# YOUR OBJECTIVE:
Across the entries below, tally every line that holds the string "path" and reply with the number only.

═════ SUPPLIED MATERIAL ═════

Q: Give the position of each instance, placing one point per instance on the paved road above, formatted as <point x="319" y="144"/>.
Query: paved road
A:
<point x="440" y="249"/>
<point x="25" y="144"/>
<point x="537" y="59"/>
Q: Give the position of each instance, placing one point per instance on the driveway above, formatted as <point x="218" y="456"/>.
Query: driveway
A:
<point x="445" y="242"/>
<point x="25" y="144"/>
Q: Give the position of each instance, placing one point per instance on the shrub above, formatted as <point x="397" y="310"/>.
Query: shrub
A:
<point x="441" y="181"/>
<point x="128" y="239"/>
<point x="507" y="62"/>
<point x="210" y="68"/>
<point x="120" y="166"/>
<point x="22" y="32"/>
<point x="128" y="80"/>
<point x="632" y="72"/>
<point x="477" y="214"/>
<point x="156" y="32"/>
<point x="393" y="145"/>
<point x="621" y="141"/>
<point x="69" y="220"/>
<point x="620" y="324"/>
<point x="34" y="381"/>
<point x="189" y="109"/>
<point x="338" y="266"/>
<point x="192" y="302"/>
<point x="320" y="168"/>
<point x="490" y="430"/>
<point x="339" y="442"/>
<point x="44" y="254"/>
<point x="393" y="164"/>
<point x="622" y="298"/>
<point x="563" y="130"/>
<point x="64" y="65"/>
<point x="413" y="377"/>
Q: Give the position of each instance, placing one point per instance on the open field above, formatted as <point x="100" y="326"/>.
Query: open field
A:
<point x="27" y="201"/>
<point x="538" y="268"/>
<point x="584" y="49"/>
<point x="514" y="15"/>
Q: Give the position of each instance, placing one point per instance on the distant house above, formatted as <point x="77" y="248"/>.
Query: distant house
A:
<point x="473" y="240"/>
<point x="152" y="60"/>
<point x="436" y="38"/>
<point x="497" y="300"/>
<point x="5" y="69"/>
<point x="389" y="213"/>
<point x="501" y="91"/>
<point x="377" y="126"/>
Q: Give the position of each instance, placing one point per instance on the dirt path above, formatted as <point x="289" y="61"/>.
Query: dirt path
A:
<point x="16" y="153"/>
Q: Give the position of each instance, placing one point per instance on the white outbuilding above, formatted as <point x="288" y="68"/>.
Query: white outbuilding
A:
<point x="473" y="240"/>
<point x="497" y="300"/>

═════

# RESULT OF THIS TASK:
2